GIVEN INSTRUCTION: Turn the stretch of rows from the start through the line containing "194), (197, 187)]" into a two-column CSV with the headers instruction and points. Give one line per row, with its text under instruction and its answer under points, each field in quotes and line breaks changed to spaces.

*****

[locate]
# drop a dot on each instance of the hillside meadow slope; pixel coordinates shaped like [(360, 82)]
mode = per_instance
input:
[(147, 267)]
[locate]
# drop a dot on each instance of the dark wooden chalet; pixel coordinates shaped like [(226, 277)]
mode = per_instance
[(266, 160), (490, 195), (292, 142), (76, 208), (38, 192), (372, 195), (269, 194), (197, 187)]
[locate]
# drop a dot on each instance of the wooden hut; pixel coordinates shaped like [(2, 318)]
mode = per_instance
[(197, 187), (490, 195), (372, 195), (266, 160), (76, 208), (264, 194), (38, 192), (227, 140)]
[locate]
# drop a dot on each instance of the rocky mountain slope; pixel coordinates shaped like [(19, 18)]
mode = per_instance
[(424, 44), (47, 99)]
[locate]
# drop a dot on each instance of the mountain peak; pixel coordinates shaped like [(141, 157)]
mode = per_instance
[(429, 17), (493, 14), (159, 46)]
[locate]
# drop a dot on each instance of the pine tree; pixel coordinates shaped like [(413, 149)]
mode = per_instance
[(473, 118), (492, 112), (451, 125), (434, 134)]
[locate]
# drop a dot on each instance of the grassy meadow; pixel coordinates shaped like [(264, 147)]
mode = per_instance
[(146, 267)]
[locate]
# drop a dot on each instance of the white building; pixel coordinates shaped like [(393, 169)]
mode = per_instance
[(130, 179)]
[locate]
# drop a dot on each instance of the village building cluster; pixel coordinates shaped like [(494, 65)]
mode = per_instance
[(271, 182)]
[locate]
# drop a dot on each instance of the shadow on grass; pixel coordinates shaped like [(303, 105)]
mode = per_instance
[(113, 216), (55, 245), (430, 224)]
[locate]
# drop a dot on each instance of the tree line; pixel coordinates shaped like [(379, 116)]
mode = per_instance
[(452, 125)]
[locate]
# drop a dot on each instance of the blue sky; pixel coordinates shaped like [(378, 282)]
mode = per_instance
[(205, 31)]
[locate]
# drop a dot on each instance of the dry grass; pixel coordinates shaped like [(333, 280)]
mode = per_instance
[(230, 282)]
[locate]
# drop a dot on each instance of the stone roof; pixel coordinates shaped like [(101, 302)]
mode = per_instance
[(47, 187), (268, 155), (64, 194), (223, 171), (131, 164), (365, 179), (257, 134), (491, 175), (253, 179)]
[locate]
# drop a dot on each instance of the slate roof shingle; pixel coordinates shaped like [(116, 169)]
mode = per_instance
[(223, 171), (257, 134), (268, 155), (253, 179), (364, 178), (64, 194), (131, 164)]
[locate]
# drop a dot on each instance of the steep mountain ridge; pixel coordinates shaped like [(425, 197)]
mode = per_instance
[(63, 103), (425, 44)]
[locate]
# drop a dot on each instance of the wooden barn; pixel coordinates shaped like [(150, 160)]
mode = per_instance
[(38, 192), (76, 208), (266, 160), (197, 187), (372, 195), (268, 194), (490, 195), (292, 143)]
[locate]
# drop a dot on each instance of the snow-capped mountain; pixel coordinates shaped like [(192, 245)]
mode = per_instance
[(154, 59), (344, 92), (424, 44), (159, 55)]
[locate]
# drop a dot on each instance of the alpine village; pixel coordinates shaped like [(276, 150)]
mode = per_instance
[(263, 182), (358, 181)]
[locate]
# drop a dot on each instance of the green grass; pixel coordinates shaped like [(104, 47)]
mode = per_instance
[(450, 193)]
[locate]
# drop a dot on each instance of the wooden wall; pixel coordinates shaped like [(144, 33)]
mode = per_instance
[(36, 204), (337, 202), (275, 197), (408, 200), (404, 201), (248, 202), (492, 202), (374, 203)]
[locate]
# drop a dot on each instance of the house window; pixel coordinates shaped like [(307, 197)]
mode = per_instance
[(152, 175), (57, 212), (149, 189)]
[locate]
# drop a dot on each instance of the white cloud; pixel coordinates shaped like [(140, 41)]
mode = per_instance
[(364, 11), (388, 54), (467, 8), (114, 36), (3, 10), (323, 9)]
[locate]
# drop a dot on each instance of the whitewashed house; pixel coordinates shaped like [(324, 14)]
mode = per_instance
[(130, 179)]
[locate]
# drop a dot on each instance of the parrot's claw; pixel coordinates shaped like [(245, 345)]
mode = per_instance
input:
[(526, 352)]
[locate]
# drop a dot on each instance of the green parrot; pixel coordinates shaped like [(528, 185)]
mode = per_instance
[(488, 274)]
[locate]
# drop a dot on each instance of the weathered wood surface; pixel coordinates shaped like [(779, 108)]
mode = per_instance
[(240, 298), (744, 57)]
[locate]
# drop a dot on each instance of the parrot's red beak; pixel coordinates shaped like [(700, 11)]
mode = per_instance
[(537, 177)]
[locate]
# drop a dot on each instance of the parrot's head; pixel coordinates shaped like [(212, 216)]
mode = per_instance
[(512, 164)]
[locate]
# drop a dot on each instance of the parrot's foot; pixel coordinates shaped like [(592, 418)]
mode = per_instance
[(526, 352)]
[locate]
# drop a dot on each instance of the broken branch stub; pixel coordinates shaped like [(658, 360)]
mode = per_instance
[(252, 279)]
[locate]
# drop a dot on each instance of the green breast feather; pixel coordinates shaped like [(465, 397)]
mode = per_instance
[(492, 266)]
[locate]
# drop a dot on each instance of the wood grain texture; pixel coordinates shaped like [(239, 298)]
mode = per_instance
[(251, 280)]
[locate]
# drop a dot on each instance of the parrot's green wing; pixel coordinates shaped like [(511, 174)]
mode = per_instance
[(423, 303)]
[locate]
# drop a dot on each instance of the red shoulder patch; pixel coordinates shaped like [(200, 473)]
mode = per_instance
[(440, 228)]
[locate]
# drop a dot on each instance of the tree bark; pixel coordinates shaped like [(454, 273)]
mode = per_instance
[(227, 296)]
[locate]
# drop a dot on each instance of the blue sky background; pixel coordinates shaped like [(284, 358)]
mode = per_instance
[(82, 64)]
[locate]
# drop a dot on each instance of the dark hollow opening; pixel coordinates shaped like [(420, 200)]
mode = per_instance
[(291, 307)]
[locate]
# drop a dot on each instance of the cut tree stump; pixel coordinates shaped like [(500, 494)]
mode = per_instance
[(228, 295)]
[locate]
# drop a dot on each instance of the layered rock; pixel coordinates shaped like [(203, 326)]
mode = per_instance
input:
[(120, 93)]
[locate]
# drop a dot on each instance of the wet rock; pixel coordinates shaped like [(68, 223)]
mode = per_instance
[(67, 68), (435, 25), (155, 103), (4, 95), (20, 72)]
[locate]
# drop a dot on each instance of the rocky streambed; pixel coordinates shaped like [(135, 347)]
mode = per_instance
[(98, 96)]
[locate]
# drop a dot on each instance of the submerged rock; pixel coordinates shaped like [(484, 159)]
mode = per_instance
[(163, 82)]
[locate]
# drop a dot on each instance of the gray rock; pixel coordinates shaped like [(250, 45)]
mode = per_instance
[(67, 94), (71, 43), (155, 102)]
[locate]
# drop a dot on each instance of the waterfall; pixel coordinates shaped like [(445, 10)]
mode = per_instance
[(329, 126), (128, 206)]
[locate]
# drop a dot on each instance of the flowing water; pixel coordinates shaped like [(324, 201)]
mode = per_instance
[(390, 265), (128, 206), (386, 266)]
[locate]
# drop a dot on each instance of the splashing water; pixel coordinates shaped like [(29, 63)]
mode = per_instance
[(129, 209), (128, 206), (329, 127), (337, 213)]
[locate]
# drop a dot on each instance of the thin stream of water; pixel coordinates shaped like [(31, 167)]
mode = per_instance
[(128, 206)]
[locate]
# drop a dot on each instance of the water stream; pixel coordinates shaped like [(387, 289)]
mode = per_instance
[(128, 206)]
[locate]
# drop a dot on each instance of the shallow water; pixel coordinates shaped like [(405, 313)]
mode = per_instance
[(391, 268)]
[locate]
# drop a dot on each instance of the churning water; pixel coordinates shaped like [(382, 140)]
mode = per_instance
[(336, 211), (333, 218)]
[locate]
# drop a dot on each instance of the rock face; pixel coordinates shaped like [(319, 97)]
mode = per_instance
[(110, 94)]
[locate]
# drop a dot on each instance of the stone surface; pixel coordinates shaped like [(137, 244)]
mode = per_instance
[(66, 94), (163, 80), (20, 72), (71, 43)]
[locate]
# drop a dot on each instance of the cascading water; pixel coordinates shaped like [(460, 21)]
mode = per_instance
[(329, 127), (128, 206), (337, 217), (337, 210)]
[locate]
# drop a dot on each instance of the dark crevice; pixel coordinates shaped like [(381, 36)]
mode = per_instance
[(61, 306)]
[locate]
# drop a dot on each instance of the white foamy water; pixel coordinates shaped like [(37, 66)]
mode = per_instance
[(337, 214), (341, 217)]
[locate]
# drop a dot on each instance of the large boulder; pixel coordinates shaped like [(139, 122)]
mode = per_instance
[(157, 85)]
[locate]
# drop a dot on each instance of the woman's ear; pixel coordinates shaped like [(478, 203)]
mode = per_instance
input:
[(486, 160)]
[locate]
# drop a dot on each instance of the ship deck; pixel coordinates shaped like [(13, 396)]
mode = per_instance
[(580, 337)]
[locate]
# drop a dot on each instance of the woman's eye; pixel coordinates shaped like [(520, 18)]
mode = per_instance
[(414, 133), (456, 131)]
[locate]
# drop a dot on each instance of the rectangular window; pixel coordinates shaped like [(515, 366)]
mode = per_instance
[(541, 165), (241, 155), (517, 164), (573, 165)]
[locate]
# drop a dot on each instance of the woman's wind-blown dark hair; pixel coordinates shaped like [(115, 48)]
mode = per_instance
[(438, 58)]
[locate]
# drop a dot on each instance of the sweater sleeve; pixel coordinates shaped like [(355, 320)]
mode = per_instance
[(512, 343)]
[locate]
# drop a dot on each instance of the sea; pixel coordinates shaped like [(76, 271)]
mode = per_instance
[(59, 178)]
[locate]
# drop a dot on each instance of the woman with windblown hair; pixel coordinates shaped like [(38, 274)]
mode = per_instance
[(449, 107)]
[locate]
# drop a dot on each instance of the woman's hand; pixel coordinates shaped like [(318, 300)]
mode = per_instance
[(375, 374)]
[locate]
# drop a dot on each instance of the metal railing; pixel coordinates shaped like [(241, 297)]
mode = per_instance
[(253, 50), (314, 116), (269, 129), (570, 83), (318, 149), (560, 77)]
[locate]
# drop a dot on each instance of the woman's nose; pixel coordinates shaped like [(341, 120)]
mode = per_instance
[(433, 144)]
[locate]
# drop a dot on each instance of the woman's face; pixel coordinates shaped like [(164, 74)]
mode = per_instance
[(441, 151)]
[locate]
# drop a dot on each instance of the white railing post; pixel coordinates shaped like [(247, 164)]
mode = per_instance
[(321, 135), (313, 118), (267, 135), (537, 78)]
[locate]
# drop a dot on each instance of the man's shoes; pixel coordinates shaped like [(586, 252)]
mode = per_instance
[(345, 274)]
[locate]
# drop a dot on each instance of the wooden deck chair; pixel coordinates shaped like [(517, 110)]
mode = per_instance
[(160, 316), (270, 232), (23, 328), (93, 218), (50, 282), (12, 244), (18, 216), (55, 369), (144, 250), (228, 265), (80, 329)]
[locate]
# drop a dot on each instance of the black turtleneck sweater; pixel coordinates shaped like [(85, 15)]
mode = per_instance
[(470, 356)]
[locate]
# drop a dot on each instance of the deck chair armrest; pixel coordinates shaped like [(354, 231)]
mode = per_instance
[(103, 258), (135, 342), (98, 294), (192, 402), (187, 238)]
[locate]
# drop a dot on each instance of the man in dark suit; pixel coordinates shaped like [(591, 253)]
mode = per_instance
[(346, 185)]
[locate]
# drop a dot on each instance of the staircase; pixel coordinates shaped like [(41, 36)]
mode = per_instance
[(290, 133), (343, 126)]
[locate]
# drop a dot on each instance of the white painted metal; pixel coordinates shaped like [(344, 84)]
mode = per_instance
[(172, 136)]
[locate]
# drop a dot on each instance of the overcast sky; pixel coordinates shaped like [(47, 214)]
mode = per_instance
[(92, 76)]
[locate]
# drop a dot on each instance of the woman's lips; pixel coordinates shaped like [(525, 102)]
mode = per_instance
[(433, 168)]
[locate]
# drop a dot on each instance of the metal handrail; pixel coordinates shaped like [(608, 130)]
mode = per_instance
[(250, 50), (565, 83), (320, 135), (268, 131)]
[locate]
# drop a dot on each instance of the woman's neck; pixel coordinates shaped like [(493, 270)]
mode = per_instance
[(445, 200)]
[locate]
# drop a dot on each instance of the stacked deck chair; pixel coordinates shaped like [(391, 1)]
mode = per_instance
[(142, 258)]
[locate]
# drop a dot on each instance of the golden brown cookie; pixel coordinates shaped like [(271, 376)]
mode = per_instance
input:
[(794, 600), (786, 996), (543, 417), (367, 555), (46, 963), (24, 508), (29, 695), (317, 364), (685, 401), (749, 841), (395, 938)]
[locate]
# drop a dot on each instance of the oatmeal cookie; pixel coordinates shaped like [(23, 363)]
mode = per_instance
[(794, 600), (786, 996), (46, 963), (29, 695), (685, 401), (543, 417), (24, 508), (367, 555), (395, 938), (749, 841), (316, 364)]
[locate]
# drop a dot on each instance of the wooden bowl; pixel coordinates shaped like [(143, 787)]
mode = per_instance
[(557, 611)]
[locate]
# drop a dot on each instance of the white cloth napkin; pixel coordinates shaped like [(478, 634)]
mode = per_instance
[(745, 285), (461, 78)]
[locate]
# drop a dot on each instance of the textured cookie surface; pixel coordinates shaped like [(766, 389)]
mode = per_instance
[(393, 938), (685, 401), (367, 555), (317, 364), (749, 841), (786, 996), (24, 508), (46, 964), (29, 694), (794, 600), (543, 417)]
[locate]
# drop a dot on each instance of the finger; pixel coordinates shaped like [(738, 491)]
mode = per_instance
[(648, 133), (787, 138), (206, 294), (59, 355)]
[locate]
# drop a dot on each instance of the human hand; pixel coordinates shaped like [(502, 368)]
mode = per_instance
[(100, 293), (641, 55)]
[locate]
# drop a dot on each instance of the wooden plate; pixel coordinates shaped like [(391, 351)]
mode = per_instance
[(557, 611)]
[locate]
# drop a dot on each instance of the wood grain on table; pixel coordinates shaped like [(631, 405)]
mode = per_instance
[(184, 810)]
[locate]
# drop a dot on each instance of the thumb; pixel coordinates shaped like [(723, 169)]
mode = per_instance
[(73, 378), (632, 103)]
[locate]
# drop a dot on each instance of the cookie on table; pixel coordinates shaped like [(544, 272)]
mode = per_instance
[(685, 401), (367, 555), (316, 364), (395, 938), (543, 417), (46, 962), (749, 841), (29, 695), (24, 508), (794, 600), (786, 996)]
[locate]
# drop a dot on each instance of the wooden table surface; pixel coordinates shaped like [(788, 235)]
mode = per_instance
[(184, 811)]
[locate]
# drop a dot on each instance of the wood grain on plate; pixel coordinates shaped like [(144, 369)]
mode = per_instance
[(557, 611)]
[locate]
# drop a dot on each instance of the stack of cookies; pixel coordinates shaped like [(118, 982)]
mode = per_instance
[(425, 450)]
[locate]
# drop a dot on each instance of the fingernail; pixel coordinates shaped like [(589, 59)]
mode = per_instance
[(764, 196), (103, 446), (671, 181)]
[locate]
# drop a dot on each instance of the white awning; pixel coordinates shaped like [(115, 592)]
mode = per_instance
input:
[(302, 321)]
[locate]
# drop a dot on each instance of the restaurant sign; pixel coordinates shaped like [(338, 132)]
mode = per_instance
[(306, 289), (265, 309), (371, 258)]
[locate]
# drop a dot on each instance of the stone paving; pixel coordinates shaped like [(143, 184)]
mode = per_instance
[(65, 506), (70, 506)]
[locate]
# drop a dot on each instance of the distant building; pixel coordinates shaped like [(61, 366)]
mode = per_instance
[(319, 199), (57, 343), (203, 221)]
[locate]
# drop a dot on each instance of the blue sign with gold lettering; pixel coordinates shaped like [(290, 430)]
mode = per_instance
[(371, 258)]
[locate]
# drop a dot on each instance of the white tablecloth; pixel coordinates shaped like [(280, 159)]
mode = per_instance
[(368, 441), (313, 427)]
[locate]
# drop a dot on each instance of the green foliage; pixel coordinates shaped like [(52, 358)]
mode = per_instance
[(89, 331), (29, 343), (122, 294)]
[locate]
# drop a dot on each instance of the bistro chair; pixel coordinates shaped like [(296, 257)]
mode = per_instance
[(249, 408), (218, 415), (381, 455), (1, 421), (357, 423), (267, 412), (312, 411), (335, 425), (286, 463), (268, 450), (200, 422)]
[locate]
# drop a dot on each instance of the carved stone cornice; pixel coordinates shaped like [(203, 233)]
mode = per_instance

*****

REPLY TO THE TASK:
instruction,points
"[locate] # drop a dot on each instance of the hillside meadow slope; pixel coordinates shaped like [(360, 82)] mode = per_instance input:","[(147, 267)]"
"[locate] # drop a dot on each instance of the dark wooden chalet; pixel coordinates shaped like [(226, 277)] mode = per_instance","[(266, 160), (490, 195), (292, 142), (76, 208), (38, 192), (372, 195), (269, 194), (197, 187)]"